FIGS. 8A and 8B are views showing a fourth example of a filter characteristic and a range of color reproduction;
FIG. 9 is a plan view illustrating an electrode structure of a PDP according to a second embodiment of the present invention;
FIG. 10 is a cross-sectional view illustrating an essential part of a PDP according to a third embodiment of the present invention;
FIG. 11 is a cross-sectional view illustrating an essential part of a PDP according to a fourth embodiment of the present invention;
FIG. 12 is view showing an emission spectrum of two-component gas containing neon and xenon; and
FIG. 13 is a view showing equi-color-temperature lines and equi-deviation lines on an x-y chromaticity diagram.
DETAILED DESCRIPTION OF THE PREFERRED EMBODIMENTS
A device according to the present invention is a gas discharge display device for displaying a color image by means of first, second and third fluorescent substances having different emission colors, wherein a color to be reproduced by light-emission of the first to third fluorescent substances for displaying a white pixel is set to be different from a white color intended for display, and a filter is disposed on a front side of the first to third fluorescent substances for approximating a display color of the white pixel to the white color intended for display.
In the gas discharge display device of the present invention, a structural condition of a display element corresponding to the first fluorescent substance may be different from structural conditions of other display elements, and a light-emission intensity of the display element corresponding to the first fluorescent substance may be higher than a light-emission intensity of the display element corresponding to the first fluorescent substance which intensity is required in reproducing a white color intended for display by means of light emission of the display elements corresponding to the first to third fluorescent substances.

▶ _Instruction 1_
Answer these questions from the gas discharge display excerpt, one line each:
(a) What does FIG. 12 show?
(b) Where is the filter disposed?
(c) What does FIG. 9 illustrate?
▶ _Instruction 2_
Copy the passage of the gas discharge display excerpt starting at "FIGS. 8A and" and ending at "x-y chromaticity diagram.", word for word.
▶ _Instruction 3_
Continue the gas discharge display excerpt from the point where it stops.
The listing after this point is separate material from the gas discharge display excerpt.

▶ _Provided data_
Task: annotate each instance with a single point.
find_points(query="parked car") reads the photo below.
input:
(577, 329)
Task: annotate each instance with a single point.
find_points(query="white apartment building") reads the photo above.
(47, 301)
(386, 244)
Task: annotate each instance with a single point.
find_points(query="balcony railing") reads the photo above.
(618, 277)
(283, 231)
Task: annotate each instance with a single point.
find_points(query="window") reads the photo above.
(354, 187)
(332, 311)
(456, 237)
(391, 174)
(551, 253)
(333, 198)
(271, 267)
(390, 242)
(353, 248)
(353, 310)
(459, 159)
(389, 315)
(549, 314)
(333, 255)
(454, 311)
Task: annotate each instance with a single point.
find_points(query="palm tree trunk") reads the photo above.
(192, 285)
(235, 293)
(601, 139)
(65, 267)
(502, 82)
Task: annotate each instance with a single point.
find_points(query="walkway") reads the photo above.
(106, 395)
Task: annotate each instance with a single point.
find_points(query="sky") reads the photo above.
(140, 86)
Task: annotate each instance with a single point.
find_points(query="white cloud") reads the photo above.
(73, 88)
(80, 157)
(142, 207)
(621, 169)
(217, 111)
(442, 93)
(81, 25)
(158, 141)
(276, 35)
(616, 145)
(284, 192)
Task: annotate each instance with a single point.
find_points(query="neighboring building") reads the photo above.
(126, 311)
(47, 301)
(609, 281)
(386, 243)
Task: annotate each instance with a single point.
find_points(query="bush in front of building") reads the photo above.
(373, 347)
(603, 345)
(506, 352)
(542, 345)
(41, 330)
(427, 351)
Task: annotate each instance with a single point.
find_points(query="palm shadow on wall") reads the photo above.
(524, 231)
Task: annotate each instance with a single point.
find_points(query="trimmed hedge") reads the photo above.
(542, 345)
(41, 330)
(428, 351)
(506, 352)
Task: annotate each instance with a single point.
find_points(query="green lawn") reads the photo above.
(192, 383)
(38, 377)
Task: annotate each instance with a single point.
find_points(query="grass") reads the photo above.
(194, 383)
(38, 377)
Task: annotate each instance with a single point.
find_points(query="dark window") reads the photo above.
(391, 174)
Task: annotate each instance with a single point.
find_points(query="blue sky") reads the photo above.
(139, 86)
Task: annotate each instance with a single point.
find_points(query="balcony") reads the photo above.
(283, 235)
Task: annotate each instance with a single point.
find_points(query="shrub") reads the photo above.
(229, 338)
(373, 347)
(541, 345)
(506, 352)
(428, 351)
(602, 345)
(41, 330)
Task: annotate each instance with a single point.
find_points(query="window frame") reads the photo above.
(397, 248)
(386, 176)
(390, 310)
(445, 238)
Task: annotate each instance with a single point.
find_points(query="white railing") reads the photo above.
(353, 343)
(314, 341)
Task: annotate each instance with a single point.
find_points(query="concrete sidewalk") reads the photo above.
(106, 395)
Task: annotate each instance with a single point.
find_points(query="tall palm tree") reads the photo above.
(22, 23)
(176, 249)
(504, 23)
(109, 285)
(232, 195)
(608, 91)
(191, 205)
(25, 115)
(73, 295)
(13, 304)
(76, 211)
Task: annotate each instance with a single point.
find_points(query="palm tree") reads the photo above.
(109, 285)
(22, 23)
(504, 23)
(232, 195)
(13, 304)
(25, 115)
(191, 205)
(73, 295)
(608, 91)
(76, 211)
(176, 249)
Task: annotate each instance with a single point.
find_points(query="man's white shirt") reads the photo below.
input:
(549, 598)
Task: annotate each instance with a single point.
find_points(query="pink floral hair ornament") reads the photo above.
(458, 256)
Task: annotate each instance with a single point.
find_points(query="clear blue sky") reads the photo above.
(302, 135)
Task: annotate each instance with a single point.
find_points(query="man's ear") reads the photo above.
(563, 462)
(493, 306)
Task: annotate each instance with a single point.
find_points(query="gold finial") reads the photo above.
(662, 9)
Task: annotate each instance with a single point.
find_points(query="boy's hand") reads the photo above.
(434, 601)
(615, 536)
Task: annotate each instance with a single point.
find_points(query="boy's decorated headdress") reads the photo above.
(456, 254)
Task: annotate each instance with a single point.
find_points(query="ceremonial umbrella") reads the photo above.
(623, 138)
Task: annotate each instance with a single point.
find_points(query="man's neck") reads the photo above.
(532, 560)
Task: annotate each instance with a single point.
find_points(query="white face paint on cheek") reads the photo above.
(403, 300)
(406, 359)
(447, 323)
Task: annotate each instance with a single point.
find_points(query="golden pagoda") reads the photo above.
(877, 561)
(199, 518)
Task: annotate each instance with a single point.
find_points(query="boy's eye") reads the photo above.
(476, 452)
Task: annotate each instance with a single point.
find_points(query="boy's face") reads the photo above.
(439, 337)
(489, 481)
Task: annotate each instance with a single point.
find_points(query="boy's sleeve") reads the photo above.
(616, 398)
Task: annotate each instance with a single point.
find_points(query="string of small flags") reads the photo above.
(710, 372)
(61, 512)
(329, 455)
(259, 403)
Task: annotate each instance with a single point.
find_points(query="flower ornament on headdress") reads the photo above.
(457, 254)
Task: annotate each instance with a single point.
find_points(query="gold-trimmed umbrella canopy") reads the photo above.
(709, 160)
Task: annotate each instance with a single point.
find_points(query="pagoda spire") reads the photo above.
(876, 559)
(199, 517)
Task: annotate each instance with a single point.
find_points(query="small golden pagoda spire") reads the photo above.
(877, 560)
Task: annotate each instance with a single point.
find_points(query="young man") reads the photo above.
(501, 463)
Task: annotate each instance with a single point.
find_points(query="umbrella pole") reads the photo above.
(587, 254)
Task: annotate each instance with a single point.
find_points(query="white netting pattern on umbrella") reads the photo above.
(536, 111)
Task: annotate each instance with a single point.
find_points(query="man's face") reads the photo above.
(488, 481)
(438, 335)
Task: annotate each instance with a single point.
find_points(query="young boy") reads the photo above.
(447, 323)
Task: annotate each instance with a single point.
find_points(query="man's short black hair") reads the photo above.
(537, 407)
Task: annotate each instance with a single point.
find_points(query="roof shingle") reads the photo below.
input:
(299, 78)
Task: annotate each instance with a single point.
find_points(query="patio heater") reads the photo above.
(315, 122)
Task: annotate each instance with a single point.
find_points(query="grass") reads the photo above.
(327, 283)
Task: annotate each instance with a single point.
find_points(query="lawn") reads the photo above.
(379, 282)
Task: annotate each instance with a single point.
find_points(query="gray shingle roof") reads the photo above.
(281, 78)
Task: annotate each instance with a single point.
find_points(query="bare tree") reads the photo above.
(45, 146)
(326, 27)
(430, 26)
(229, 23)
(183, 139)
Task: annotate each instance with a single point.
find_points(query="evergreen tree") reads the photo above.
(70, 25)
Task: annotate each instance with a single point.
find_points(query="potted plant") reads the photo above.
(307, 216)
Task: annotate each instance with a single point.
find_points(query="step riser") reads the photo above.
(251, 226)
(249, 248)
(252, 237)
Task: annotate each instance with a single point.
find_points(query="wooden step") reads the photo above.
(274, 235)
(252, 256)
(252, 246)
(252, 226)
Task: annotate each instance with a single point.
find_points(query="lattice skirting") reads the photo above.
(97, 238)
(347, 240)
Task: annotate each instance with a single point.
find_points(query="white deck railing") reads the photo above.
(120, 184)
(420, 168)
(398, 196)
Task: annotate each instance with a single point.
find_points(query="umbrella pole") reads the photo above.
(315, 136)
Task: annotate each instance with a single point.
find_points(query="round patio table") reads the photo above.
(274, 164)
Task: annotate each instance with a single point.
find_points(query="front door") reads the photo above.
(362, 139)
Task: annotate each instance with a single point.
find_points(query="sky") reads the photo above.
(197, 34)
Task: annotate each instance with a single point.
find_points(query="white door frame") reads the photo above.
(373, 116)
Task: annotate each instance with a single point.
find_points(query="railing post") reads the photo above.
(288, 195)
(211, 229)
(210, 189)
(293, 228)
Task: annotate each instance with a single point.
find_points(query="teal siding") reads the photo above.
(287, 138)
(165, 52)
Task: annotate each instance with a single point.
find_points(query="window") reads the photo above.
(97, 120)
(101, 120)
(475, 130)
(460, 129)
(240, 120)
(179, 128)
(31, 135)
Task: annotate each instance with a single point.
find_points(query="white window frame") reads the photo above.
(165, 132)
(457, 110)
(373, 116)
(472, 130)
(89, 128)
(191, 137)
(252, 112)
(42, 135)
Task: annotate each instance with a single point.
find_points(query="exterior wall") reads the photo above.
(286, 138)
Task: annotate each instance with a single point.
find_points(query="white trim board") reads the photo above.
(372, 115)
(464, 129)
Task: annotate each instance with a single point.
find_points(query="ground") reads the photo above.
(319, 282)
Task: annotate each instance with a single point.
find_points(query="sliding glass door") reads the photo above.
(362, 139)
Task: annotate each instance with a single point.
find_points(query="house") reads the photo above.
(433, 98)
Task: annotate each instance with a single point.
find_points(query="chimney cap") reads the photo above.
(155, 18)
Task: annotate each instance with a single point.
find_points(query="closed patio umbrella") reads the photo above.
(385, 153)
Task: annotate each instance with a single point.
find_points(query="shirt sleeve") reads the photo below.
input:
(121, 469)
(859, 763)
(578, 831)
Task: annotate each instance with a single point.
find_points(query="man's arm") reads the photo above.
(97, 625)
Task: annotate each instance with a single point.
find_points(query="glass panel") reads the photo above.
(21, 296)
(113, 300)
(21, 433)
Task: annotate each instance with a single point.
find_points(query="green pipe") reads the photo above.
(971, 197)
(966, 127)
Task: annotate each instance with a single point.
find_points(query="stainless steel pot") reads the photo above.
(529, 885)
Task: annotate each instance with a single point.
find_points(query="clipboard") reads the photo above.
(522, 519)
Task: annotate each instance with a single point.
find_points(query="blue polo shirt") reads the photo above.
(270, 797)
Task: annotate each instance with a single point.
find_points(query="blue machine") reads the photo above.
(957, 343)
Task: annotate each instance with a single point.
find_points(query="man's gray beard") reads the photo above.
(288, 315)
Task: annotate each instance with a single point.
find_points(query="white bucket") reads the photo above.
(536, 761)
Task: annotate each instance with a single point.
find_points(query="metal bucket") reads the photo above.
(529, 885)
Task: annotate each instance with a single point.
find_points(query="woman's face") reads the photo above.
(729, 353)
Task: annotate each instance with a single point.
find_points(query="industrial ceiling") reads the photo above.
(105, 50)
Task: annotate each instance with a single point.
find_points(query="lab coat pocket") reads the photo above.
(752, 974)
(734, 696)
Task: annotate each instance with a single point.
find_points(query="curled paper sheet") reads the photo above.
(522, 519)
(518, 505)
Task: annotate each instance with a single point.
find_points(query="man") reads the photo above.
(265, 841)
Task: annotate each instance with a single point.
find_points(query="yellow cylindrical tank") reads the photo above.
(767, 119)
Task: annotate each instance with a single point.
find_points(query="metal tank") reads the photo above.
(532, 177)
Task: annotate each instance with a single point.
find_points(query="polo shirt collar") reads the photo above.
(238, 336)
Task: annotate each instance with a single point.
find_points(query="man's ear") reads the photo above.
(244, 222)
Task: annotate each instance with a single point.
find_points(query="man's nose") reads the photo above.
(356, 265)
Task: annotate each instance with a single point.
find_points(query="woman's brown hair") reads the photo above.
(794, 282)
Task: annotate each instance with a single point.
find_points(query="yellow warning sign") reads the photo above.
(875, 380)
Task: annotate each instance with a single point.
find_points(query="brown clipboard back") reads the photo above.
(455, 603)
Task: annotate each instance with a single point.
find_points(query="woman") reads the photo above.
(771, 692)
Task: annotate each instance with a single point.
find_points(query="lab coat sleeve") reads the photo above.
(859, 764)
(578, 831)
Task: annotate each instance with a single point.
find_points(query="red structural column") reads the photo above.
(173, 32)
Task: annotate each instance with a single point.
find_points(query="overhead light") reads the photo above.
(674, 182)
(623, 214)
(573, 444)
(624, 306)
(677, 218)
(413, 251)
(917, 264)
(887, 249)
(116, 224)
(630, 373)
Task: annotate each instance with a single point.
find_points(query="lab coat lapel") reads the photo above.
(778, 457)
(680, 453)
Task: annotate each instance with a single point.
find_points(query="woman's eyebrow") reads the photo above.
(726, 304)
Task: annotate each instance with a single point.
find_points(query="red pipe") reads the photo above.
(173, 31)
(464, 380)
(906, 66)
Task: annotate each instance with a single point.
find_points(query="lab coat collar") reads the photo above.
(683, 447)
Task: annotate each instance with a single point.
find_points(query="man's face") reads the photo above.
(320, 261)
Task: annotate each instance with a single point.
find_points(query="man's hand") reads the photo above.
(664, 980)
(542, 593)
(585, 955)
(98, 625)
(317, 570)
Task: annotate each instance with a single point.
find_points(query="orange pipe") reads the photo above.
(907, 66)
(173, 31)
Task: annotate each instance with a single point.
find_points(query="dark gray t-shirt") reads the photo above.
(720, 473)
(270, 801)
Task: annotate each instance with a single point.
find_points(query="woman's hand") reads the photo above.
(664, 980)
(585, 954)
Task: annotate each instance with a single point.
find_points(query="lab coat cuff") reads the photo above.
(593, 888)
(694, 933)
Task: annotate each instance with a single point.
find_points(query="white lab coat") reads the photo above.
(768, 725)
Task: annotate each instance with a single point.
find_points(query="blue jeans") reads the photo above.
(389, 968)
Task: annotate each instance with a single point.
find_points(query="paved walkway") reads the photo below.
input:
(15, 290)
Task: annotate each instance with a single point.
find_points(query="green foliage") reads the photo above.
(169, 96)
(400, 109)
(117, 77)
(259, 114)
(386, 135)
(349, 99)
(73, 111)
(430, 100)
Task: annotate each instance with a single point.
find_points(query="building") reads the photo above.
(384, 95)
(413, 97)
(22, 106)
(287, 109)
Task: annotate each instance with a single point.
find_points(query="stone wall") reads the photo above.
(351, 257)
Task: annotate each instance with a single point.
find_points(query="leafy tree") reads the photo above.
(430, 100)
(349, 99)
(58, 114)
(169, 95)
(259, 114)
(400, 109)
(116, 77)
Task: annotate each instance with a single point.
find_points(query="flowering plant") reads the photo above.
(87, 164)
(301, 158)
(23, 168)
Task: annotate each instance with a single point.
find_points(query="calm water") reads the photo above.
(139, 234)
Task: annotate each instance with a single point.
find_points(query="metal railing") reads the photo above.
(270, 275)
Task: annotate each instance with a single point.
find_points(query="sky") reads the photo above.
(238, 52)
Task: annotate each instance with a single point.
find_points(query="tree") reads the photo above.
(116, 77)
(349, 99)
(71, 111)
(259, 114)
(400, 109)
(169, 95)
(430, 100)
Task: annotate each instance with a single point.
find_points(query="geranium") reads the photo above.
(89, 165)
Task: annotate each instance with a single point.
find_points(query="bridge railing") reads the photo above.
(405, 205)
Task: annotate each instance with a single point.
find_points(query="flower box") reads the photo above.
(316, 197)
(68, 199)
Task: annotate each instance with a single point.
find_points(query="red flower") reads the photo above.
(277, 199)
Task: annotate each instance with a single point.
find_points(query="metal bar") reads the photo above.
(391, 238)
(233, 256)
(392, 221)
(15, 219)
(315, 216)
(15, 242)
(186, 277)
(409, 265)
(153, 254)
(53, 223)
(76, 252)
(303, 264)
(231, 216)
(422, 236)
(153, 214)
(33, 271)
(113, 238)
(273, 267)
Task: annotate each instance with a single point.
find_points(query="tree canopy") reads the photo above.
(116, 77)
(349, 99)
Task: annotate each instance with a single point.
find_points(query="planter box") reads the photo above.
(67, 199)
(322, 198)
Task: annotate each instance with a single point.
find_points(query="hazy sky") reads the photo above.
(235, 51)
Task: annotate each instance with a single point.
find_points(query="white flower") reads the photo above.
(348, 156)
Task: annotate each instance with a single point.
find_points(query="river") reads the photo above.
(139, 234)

▶ _Right answer 1_
(a) An emission spectrum of two-component gas containing neon and xenon.
(b) On a front side of the first to third fluorescent substances.
(c) An electrode structure of a PDP according to a second embodiment of the present invention.

▶ _Right answer 2_
FIGS. 8A and 8B are views showing a fourth example of a filter characteristic and a range of color reproduction;
FIG. 9 is a plan view illustrating an electrode structure of a PDP according to a second embodiment of the present invention;
FIG. 10 is a cross-sectional view illustrating an essential part of a PDP according to a third embodiment of the present invention;
FIG. 11 is a cross-sectional view illustrating an essential part of a PDP according to a fourth embodiment of the present invention;
FIG. 12 is view showing an emission spectrum of two-component gas containing neon and xenon; and
FIG. 13 is a view showing equi-color-temperature lines and equi-deviation lines on an x-y chromaticity diagram.

▶ _Right answer 3_
In the gas discharge display device of the present invention, each of the display elements may comprise a pair of electrodes for display discharge, a fluorescent substance layer that emits light by means of electric discharge between the electrodes, and dielectric substance layers that cover the respective electrodes, and the structural condition may be an area of the electrodes.
In the gas discharge display device of the present invention, the structural condition may be an area of a light-emission region of the fluorescent substance layer.
In the gas discharge display device of the present invention, the structural condition may be a thickness of the dielectric layers.
In the gas discharge display device of the present invention, a light-emission intensity of a display element corresponding to the first fluorescent substance may be higher than a light-emission intensity of the display element corresponding to the first fluorescent substance which intensity is required in reproducing a white color intended for display by means of light-emission of the display elements corresponding to the first to third fluorescent substances.
In the gas discharge display device of the present invention, the filter may have a color correction function for increasing a color temperature value.
In the gas discharge display device of the present invention, the filter may have a characteristic of attenuating an intensity of light in a red wavelength region.
In the gas discharge display device of the present invention, the filter may have a characteristic such that an average transmissivity of light in a green wavelength region is lower than an average transmissivity of light in a blue wavelength region and higher than an average transmissivity of light in a red wavelength region.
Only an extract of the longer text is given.